> _What you will do_
Reproduce the material below with every occurrence of "with a pin" changed to "with a marker", leaving all other text unchanged.

============

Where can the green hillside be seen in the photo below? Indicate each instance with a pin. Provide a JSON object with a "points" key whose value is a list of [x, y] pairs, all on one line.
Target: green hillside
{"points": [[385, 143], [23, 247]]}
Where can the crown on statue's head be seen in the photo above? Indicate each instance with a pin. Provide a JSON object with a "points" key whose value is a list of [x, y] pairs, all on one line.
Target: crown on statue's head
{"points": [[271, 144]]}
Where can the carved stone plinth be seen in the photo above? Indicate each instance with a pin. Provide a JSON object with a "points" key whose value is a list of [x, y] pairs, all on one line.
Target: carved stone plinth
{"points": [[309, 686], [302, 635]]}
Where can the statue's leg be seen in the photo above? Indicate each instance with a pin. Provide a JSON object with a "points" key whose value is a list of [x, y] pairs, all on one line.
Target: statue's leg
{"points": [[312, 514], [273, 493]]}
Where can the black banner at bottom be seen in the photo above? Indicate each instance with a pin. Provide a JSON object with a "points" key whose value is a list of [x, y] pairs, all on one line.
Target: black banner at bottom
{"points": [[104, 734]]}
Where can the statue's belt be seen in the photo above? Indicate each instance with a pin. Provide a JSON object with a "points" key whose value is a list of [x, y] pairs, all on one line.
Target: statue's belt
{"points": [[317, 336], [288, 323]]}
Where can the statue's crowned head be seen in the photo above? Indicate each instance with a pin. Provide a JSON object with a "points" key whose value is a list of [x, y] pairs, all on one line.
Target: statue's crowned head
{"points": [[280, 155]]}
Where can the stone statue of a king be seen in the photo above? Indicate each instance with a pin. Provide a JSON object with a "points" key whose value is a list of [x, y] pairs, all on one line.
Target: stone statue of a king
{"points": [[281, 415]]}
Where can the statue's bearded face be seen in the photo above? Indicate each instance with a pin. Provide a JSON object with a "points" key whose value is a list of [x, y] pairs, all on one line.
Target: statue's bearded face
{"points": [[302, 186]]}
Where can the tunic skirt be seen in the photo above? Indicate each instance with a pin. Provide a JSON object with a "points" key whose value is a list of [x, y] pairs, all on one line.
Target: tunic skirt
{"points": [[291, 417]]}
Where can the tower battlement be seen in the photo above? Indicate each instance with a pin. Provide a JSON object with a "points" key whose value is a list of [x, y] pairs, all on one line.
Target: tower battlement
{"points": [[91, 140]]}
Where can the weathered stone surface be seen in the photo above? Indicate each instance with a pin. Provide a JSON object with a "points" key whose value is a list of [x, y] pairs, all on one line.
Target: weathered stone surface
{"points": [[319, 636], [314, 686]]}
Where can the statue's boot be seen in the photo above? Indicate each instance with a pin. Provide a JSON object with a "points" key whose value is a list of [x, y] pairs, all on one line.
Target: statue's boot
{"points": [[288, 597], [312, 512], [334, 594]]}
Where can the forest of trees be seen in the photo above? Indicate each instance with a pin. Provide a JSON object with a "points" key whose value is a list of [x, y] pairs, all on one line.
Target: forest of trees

============

> _Result_
Where can the green hillside be seen in the photo below? Indicate each instance with a marker. Provide a JSON object with a "points" key whose value is a list of [x, y] pairs, all on one line.
Target: green hillside
{"points": [[385, 143], [23, 247]]}
Where can the crown on statue's head be seen in the photo above? Indicate each instance with a marker. Provide a JSON object with a "points" key whose value is a list of [x, y] pairs, all on one line.
Target: crown on statue's head
{"points": [[271, 144]]}
Where can the carved stone plinth be seen in the photo above? Indicate each instance with a marker. Provide a JSON object with a "points" key whose value is a list of [x, y] pairs, all on one line.
Target: carved stone plinth
{"points": [[309, 686], [302, 635]]}
Where can the statue's leg be seen in the photo above? Indicate each instance with a marker. Provide a JSON object with a "points" key whose value is a list of [x, y] pairs, all on one line.
Target: statue's leg
{"points": [[312, 514], [273, 493]]}
Where can the black banner at bottom be seen in the photo above? Indicate each instance with a marker. Provide a JSON object with a "points" key whose value is a list of [x, y] pairs, all on one line.
Target: black banner at bottom
{"points": [[104, 734]]}
Where can the statue's belt be seen in the photo above? Indicate each instance with a marker. Provide a JSON object with a "points" key whose value is a list of [x, y] pairs, all on one line.
Target: statue's belt
{"points": [[317, 336], [288, 323]]}
Where can the statue's crowned head be seen in the photo above? Indicate each instance with a marker. Provide a JSON object with a "points" key whose value is a list of [x, y] pairs, all on one line.
Target: statue's crowned head
{"points": [[280, 155]]}
Where can the stone statue of a king be seen in the photo above? Indicate each instance with a marker. Provide a JSON object with a "points" key whose value is a list of [x, y] pairs, all on one line.
Target: stone statue of a king
{"points": [[281, 415]]}
Where can the statue's bearded face be seen in the photo above? Indicate each instance with a marker. Provide a JSON object with a "points" key whose value is a list of [x, y] pairs, all on one line.
Target: statue's bearded face
{"points": [[302, 186]]}
Where can the tunic skirt be seen in the photo above? Indicate each instance with a marker. Provide a JSON object with a "points" key whose value is a list of [x, y] pairs, all on one line.
Target: tunic skirt
{"points": [[291, 417]]}
Where can the tower battlement be seen in the photo above? Indicate each instance with a marker. Provide a JSON object with a "points" key whose value is a list of [x, y] pairs, all on one line.
Target: tower battlement
{"points": [[91, 140]]}
Where can the weathered stone surface be seen in the photo above? Indicate each instance with a marker. Provide a JSON object with a "points" key whose value is a list of [x, y] pairs, all on one line.
Target: weathered stone surface
{"points": [[319, 636], [314, 686]]}
Where can the statue's boot be seen in the photo above? Indicate each instance with a marker. Provide a JSON object with a "points" key whose value is a list of [x, y] pairs, all on one line.
Target: statue's boot
{"points": [[288, 597], [312, 512], [334, 594]]}
Where can the forest of trees be seen in the photo above? Indicate each instance with a marker. Provide a JSON object with a "points" key whose value is a list of [x, y] pairs, all on one line.
Target: forest of trees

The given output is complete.